[DATASET RECORDS]

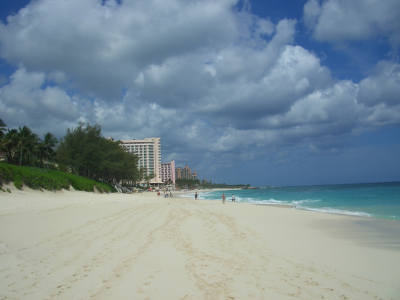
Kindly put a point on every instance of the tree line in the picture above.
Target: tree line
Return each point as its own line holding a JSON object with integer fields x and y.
{"x": 82, "y": 151}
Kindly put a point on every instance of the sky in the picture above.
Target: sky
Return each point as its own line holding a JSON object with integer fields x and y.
{"x": 282, "y": 93}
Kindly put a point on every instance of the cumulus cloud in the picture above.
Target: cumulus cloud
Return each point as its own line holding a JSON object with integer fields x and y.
{"x": 382, "y": 86}
{"x": 342, "y": 21}
{"x": 206, "y": 76}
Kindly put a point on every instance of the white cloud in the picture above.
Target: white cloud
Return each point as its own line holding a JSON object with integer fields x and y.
{"x": 204, "y": 76}
{"x": 382, "y": 86}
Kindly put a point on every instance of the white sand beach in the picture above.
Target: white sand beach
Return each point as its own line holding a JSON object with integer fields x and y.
{"x": 77, "y": 245}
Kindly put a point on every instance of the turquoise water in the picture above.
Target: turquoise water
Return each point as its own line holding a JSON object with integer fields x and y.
{"x": 379, "y": 200}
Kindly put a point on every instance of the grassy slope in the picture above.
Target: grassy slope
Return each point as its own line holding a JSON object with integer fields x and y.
{"x": 37, "y": 178}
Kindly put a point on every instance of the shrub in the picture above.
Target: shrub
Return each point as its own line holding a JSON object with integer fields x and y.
{"x": 37, "y": 178}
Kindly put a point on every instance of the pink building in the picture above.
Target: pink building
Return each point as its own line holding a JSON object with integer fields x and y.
{"x": 168, "y": 172}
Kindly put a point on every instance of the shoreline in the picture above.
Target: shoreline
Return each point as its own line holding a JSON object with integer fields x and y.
{"x": 77, "y": 245}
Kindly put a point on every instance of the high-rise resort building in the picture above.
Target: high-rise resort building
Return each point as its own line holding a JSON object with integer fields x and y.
{"x": 185, "y": 173}
{"x": 168, "y": 172}
{"x": 149, "y": 153}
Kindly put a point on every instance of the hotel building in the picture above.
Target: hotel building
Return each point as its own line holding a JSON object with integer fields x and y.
{"x": 185, "y": 173}
{"x": 168, "y": 172}
{"x": 149, "y": 153}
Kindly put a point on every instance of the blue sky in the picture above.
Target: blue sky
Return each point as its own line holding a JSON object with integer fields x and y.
{"x": 260, "y": 92}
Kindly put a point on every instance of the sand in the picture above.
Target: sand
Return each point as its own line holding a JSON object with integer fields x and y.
{"x": 77, "y": 245}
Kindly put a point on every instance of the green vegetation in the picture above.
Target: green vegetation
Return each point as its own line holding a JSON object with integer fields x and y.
{"x": 37, "y": 178}
{"x": 87, "y": 153}
{"x": 24, "y": 148}
{"x": 82, "y": 151}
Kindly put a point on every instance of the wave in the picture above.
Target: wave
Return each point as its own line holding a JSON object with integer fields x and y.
{"x": 338, "y": 211}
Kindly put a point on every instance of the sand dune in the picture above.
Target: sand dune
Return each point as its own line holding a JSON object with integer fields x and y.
{"x": 76, "y": 245}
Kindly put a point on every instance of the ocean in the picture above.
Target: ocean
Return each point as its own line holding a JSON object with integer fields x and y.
{"x": 376, "y": 200}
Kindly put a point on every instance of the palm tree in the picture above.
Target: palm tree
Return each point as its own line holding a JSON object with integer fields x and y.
{"x": 49, "y": 144}
{"x": 25, "y": 137}
{"x": 9, "y": 144}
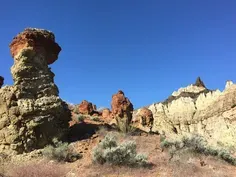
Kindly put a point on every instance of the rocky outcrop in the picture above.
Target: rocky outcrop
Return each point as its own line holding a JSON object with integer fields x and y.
{"x": 208, "y": 113}
{"x": 85, "y": 107}
{"x": 31, "y": 112}
{"x": 143, "y": 119}
{"x": 106, "y": 113}
{"x": 1, "y": 81}
{"x": 122, "y": 109}
{"x": 199, "y": 83}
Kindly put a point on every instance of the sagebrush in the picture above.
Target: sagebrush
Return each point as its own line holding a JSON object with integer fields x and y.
{"x": 197, "y": 144}
{"x": 60, "y": 151}
{"x": 108, "y": 151}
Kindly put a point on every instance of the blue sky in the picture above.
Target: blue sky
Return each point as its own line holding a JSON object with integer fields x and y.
{"x": 147, "y": 48}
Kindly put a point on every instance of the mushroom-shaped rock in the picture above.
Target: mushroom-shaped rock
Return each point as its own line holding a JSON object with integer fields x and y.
{"x": 1, "y": 81}
{"x": 106, "y": 113}
{"x": 37, "y": 40}
{"x": 85, "y": 107}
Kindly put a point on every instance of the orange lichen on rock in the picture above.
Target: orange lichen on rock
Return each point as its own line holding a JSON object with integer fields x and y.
{"x": 39, "y": 40}
{"x": 121, "y": 105}
{"x": 85, "y": 107}
{"x": 106, "y": 113}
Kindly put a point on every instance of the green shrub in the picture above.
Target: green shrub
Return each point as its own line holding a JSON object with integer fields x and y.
{"x": 60, "y": 152}
{"x": 107, "y": 151}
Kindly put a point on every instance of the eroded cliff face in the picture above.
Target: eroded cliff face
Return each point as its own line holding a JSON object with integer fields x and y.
{"x": 31, "y": 112}
{"x": 199, "y": 111}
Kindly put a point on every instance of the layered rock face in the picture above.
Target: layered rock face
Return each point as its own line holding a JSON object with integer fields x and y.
{"x": 31, "y": 112}
{"x": 1, "y": 81}
{"x": 199, "y": 111}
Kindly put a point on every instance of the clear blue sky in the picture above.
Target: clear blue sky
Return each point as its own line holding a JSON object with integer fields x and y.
{"x": 147, "y": 48}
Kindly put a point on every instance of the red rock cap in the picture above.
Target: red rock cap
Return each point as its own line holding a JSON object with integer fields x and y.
{"x": 40, "y": 40}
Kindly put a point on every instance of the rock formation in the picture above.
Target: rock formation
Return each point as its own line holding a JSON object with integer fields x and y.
{"x": 197, "y": 110}
{"x": 199, "y": 83}
{"x": 31, "y": 112}
{"x": 122, "y": 109}
{"x": 106, "y": 113}
{"x": 143, "y": 119}
{"x": 1, "y": 81}
{"x": 85, "y": 107}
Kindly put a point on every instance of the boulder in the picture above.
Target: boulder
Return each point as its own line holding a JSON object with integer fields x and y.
{"x": 208, "y": 113}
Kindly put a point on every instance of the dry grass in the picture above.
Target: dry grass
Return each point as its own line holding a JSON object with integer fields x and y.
{"x": 183, "y": 163}
{"x": 37, "y": 169}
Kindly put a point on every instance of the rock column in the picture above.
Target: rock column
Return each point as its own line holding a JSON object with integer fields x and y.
{"x": 38, "y": 114}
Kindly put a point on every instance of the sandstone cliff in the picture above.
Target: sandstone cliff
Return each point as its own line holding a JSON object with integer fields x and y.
{"x": 197, "y": 110}
{"x": 31, "y": 112}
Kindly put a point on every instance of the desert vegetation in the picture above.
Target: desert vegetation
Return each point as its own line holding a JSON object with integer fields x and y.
{"x": 197, "y": 144}
{"x": 108, "y": 151}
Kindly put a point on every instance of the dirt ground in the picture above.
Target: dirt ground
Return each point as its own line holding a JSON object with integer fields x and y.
{"x": 185, "y": 164}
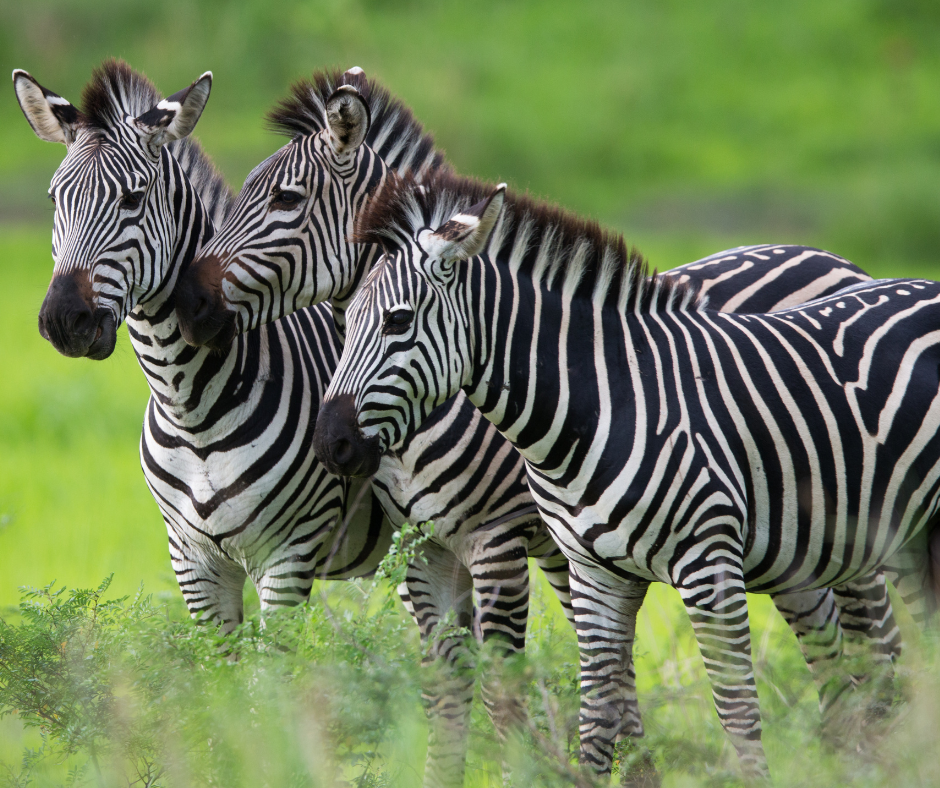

[/DATASET RECORDS]

* WHAT IS REQUIRED
Your answer must be the lines from the one containing "Kindly put a point on every instance of the dirt" through the last line of the records, both included, written out exactly and without pictures.

* REPLY TO THE EXERCISE
Kindly put a point on every instance of the dirt ground in the picture above.
Target: dirt ground
Return each point as its own line holding a JSON object with integer fields x and y.
{"x": 185, "y": 164}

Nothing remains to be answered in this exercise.